## Begin RECORDS
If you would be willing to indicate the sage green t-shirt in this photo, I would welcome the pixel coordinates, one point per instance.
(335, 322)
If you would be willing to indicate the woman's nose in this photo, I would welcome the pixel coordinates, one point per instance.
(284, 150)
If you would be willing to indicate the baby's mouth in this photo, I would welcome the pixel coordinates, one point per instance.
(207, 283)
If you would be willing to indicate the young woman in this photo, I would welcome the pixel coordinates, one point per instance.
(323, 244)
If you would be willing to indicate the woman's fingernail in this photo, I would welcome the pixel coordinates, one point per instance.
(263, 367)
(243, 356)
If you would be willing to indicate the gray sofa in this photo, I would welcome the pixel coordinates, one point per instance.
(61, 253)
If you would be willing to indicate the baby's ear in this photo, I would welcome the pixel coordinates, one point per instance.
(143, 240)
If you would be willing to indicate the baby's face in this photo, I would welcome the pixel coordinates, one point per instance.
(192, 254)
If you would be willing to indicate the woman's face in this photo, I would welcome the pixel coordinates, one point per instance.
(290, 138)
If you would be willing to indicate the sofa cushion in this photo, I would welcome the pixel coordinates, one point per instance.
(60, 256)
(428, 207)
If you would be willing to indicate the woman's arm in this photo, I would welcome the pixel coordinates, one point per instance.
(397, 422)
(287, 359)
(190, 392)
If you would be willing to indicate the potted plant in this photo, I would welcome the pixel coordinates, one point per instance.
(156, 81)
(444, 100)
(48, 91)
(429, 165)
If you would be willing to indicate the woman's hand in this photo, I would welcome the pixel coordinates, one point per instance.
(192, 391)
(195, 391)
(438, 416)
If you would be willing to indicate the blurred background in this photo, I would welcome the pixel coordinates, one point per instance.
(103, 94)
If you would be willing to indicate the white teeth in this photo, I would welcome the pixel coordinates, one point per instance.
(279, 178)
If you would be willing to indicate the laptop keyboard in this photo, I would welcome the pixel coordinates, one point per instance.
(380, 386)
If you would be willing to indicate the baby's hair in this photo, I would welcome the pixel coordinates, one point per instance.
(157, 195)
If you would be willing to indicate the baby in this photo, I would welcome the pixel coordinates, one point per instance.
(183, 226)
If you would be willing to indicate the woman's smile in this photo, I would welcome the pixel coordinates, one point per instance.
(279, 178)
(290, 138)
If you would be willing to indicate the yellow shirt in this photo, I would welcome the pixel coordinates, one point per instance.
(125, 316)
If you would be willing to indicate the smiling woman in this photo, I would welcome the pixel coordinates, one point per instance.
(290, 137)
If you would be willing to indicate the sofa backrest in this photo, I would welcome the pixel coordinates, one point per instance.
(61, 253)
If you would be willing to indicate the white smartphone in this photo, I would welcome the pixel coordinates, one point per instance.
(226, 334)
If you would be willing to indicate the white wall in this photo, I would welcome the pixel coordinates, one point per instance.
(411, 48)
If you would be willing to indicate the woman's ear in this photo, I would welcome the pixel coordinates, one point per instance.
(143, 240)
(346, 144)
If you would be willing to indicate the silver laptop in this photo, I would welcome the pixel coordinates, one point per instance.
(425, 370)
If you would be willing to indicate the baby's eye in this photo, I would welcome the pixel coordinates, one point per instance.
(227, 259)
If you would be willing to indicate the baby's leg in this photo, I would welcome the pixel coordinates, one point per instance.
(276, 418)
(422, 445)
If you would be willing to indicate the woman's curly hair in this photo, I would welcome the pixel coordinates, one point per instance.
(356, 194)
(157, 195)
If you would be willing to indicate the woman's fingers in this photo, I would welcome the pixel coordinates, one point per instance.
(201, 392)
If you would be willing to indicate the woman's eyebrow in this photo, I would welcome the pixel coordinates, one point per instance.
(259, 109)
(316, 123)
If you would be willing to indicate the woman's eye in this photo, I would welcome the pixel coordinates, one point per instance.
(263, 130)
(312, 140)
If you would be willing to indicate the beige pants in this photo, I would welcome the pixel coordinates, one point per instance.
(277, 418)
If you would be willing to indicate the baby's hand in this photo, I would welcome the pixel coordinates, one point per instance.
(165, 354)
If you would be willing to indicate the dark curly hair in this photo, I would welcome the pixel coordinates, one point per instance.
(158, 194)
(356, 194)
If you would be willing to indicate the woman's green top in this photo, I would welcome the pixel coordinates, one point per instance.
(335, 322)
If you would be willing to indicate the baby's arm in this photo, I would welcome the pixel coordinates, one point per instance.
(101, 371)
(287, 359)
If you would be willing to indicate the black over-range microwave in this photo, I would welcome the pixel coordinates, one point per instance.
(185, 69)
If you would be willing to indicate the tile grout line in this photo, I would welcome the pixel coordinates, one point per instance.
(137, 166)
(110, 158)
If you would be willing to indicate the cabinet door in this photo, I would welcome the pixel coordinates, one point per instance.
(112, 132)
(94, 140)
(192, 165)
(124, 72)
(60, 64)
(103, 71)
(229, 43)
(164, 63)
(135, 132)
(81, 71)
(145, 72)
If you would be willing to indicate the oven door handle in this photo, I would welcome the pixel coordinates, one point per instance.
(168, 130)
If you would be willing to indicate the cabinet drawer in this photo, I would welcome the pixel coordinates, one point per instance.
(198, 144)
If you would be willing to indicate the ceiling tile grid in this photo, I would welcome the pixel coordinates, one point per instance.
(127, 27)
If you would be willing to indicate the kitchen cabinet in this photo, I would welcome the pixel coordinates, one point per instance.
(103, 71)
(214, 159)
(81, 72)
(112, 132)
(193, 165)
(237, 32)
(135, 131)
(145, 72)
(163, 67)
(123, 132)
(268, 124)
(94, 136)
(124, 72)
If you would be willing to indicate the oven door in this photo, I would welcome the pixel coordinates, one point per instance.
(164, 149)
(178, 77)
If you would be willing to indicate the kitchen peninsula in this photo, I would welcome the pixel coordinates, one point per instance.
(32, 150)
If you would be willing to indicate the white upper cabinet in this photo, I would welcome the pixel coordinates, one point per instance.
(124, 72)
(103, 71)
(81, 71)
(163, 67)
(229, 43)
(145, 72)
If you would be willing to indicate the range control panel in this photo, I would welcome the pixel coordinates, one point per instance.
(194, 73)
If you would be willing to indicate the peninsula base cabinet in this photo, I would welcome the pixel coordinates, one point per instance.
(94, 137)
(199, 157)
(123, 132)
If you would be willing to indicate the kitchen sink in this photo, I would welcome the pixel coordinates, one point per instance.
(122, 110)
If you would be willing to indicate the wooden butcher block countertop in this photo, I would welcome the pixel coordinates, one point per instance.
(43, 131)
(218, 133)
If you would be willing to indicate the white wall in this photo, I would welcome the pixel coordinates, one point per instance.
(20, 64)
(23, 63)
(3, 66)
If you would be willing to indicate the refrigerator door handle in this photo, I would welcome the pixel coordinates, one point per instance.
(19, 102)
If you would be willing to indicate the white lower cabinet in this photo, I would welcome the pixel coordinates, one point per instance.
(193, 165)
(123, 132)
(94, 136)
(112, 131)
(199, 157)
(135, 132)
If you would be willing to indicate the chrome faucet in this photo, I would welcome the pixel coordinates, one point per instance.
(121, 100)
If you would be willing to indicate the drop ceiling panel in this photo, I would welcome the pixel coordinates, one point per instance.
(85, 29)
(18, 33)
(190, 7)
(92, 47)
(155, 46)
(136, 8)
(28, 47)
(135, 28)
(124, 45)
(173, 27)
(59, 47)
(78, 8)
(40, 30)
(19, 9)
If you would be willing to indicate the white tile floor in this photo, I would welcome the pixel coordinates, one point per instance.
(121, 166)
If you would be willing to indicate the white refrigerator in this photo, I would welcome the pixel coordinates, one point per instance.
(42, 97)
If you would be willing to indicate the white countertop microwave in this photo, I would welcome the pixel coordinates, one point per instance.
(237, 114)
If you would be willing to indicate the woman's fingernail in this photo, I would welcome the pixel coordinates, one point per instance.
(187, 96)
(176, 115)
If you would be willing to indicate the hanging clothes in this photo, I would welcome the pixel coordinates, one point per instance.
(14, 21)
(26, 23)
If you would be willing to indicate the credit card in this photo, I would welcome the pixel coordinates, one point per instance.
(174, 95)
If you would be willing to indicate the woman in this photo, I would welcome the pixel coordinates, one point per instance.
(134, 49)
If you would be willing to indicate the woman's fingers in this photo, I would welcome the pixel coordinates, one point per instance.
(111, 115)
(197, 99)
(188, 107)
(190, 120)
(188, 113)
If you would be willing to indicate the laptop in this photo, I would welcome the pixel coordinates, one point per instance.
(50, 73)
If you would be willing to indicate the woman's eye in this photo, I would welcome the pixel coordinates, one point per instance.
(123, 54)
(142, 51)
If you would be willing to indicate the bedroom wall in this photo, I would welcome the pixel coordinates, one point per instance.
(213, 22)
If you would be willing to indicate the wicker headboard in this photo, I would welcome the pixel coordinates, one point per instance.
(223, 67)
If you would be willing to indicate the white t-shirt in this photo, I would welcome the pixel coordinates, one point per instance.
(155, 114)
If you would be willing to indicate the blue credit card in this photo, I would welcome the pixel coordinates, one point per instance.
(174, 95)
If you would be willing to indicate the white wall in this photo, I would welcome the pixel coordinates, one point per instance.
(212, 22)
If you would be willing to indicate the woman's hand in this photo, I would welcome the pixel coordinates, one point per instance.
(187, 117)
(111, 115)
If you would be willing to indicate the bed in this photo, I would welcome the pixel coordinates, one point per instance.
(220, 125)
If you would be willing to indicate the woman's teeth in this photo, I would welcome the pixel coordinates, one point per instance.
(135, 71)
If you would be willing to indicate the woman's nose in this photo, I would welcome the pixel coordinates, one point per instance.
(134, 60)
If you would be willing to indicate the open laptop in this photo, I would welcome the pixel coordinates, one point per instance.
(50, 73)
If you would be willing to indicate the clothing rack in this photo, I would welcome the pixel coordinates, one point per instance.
## End RECORDS
• WHAT YOU NEED TO DO: Give back, exactly as written, the lines from the one with "If you would be willing to indicate the woman's teeth" to the last line.

• ANSWER TO THE PROBLEM:
If you would be willing to indicate the woman's teeth in this photo, I would welcome the pixel coordinates, one point per instance.
(135, 71)
If you would be willing to indicate the woman's nose in this photo, I would welcome the pixel coordinates, one point per instance.
(134, 60)
If you would be willing to indicate the open laptop in this photo, I would welcome the pixel coordinates, one point per instance.
(50, 73)
If you would be willing to indicate the clothing rack in this photo, I would welcome the pixel coordinates, one point per instance.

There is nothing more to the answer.